== Supplied passage ==

####

The goal of this paper is to bridge the gap in this research area by proposing new methods to allow for building a computer system that can identify a terrorist from the shape of their shown fingers, the victory sign in our case. The motivation behind this research is not identifying persons from two fingers, as using two fingers neglects many other discriminative features, knowing that, with more distinctive features we get higher accuracy rates (Dutagac, et al., 2008). Therefore, this research is dedicated for terrorists’ identification, particularly, those who are seen performing the victory sign (v-sign) in digital images, because such a v-sign; might be the only identifying/condemning evidence an investigator can pursue. Moreover, the shape information is also the only feature that can be targeted in such a case, because the hand is normally far away from the camera, and therefore we cannot extract other discriminative fine features of the hand, since these fine minutiae cannot be captured by a normal camera, which is normally used for such images.
Since the number of terrorists’ images that can be downloaded from the media stream is not large, and these images having only one terrorist per each, i.e. each person should provide at least two v-signs, one for training and the other for testing, therefore we opt for creating an in-house victory sign hand image database (VSHI) for the purpose of this study, consisting of the v-signs of 400 different volunteers (male and female). With 10 images per each user, we could train/test our proposed methods. The rest of this paper describes the database used for this study, presents the proposed methods, and presents and discusses the results.

####

== Supplied records ==
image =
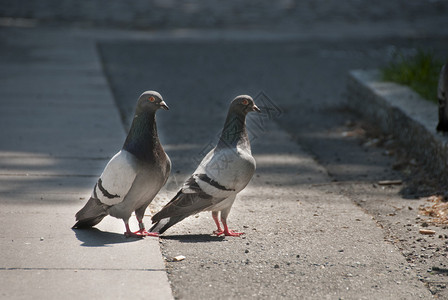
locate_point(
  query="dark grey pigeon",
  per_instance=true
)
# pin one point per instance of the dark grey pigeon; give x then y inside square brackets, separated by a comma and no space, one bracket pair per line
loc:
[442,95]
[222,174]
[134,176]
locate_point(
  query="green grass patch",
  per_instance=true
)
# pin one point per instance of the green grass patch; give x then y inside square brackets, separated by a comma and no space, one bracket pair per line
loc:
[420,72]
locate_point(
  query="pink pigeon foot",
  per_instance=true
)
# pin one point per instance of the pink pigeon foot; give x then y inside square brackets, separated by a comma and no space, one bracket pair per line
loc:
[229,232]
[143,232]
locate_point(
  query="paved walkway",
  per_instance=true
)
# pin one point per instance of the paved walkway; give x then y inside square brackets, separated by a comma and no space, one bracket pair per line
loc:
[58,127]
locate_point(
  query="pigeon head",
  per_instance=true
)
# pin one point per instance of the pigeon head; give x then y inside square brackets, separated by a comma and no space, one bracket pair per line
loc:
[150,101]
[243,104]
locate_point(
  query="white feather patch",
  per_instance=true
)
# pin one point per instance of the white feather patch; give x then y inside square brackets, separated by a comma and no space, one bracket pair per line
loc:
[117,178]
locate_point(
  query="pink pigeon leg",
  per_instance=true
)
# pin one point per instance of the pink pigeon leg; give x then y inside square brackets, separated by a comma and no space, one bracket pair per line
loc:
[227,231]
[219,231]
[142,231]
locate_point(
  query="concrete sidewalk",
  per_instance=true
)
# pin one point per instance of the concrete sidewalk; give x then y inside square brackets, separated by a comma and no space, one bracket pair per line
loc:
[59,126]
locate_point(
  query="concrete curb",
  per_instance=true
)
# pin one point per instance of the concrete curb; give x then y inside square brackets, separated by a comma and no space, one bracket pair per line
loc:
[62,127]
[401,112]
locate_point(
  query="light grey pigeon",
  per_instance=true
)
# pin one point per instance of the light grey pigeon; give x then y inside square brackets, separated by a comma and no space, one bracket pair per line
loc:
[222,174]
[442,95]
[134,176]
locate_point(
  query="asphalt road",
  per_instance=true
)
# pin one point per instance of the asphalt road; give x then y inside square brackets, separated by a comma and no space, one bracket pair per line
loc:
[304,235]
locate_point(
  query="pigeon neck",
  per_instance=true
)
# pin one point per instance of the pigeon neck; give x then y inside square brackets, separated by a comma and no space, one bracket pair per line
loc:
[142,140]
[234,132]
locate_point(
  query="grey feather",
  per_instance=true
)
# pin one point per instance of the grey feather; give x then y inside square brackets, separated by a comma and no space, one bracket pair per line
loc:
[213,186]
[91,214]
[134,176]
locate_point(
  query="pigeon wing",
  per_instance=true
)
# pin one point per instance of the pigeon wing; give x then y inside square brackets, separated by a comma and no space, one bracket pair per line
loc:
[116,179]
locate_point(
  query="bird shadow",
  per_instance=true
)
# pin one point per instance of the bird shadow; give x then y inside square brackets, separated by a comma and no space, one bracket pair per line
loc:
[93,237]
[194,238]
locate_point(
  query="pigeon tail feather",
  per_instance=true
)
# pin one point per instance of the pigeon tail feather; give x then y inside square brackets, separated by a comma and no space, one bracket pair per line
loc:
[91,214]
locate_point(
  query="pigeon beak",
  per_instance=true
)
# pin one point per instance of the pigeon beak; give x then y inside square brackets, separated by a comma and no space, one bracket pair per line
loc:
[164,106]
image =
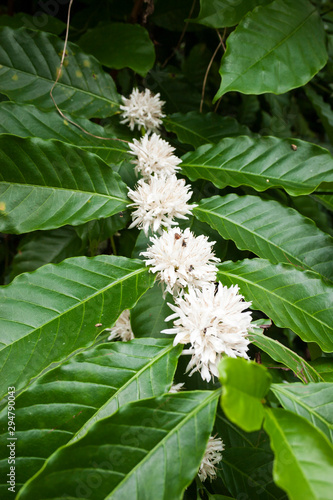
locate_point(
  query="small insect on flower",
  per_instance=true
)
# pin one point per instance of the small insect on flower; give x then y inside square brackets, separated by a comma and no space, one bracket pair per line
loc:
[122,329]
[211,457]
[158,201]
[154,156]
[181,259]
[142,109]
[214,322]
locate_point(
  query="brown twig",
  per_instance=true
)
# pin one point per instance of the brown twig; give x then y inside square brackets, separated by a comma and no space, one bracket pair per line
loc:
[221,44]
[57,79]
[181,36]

####

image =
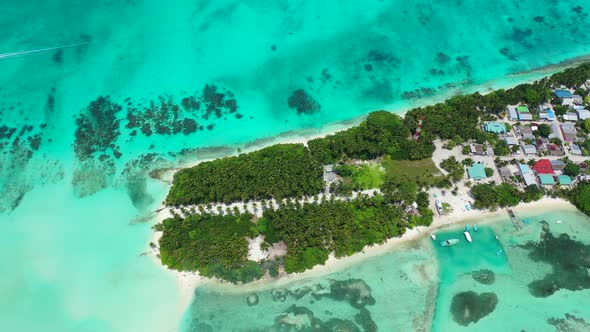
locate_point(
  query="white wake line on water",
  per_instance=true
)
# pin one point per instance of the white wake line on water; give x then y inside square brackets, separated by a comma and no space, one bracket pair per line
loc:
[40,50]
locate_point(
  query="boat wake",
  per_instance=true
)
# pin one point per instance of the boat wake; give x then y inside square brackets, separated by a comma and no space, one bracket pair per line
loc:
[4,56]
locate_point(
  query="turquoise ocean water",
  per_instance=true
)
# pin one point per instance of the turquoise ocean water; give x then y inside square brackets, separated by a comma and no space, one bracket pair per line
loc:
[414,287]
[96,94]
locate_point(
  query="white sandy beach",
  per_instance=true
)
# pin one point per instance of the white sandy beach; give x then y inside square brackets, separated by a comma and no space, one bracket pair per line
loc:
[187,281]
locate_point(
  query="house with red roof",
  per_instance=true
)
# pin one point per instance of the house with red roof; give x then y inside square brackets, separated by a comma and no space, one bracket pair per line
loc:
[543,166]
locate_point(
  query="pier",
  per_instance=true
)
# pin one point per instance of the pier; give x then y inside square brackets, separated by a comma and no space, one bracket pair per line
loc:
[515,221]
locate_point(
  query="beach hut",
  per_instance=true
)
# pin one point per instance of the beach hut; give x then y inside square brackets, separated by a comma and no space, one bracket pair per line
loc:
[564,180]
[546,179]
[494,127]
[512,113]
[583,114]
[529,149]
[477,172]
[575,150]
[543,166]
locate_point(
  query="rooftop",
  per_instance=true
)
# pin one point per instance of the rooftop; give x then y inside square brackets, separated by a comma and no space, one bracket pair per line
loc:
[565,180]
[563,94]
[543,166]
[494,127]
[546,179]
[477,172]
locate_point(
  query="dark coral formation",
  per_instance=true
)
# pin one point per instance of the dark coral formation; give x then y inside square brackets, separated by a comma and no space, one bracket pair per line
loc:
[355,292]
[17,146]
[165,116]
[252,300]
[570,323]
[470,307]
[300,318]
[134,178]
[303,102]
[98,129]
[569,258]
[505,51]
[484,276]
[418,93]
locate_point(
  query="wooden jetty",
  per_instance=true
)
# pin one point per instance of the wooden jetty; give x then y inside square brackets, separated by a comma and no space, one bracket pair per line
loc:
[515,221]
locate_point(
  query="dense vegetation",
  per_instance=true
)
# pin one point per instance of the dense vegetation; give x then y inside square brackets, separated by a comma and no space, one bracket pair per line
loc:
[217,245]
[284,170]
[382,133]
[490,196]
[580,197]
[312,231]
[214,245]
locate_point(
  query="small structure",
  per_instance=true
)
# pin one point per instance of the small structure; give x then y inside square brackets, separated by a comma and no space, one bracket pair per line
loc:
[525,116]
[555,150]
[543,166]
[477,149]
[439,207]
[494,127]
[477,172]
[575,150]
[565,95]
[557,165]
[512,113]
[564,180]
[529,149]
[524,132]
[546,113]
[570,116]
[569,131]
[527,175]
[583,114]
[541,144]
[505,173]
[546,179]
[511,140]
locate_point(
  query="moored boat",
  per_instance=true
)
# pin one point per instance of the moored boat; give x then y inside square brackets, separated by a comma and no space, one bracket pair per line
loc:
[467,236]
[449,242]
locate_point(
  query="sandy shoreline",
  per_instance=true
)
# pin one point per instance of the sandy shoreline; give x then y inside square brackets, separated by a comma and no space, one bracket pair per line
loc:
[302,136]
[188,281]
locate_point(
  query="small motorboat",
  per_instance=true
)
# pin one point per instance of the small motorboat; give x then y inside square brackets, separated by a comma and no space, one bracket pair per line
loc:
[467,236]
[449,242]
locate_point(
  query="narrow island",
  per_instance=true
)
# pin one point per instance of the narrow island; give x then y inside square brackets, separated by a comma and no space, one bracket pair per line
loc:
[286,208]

####

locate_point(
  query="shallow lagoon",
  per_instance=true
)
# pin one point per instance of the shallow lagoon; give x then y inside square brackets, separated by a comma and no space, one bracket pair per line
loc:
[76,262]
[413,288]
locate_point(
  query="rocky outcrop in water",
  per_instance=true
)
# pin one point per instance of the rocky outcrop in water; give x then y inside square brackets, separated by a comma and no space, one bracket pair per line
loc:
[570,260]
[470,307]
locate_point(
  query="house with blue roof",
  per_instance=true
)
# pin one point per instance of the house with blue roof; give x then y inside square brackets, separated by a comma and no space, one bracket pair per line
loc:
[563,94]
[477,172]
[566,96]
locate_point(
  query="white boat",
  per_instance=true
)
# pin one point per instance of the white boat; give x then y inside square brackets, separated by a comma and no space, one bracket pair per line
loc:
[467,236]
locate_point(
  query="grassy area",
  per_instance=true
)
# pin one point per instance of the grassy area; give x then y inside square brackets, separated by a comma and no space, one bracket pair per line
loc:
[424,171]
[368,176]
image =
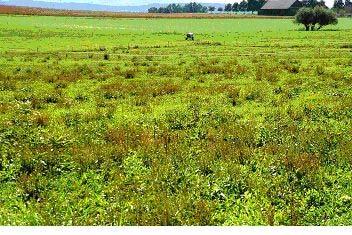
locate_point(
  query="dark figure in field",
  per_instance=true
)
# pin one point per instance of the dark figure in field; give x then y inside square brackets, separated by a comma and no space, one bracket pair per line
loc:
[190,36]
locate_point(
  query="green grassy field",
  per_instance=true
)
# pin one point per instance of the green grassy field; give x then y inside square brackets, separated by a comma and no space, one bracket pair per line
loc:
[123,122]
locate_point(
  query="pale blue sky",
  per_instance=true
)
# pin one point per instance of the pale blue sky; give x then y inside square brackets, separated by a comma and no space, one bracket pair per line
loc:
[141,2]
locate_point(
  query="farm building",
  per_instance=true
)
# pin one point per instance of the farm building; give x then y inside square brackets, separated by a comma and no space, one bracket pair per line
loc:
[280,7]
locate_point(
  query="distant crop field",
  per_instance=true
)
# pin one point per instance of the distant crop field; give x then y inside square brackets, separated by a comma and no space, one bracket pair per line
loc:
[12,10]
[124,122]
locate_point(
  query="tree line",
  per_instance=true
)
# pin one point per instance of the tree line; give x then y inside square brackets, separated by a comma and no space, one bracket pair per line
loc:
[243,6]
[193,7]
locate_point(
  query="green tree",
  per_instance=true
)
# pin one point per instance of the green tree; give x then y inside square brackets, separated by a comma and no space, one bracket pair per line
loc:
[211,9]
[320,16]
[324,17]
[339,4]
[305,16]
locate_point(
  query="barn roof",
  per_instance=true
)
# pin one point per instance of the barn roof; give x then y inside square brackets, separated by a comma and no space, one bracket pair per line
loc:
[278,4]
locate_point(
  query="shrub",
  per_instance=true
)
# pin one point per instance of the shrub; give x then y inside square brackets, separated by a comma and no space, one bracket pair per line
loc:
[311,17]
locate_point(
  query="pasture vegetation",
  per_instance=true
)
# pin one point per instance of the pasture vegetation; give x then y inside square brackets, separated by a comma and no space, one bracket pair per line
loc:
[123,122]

####

== Directives ==
A - Write down, word for word, the part of the v-sign identification passage starting with "Since the number" and going on through "discusses the results.".
B - Carry the text on identifying terrorists from the victory sign forward from its final sentence.

== Outputs for the tasks ==
A -
Since the number of terrorists’ images that can be downloaded from the media stream is not large, and these images having only one terrorist per each, i.e. each person should provide at least two v-signs, one for training and the other for testing, therefore we opt for creating an in-house victory sign hand image database (VSHI) for the purpose of this study, consisting of the v-signs of 400 different volunteers (male and female). With 10 images per each user, we could train/test our proposed methods. The rest of this paper describes the database used for this study, presents the proposed methods, and presents and discusses the results.

B -
Data and Methods
A mobile phone camera (8 megapixels, 3264 × 2448) was used to capture the right-hand victory sign images of 400 persons (male and female) from different age groups in the range of 14 to 50 years. The images were taken in two different sessions (at least 3 days period was allowed to record the second session) with five images for each session for each person. The total number of images is 4000. All the images of the hand were upright with some rotation allowed around –45 to 45 degrees. The mobile phone camera was upright when most images were taken, and that is why the hands appear horizontal in images. Some images were taken where the camera was in a horizontal position; therefore we had to rotate those images to left so as to ease the image processing/analysis in the next steps.
All hand images were in the foreground against a black background to ease hand segmentation. Having known that the shape information is not significantly affected by image resizing, we scaled down all images in VSHI to be (0.125) of their actual size, this was just to increase the speed of our experiments.
VSHI was designed mainly for the purpose of this study, which is to identify persons from their victory signs, particularly, in the case of terrorists. However, it can be used for other purposes such as: distinguishing between male and female and identifying the person’s age groups. Such purposes are also related to identifying a terrorist; nonetheless, those purposes will not be investigated in this work.
We followed the following rule for naming the image files: the file name starts with (P) followed by the person’s number, then the subject gender (male: M or female: F), which is followed by the age (in years) of the person, followed by the session number (S1 or S2), and finally the image number within each session from 1 to 5. Table 1 depicts the naming system of the image files in VSHI database. This naming system is important to extract information needed by the classifier from the file name.
We made VSHI database publically available for download at the Mutah University website: https://www.mutah.edu.jo/biometrix.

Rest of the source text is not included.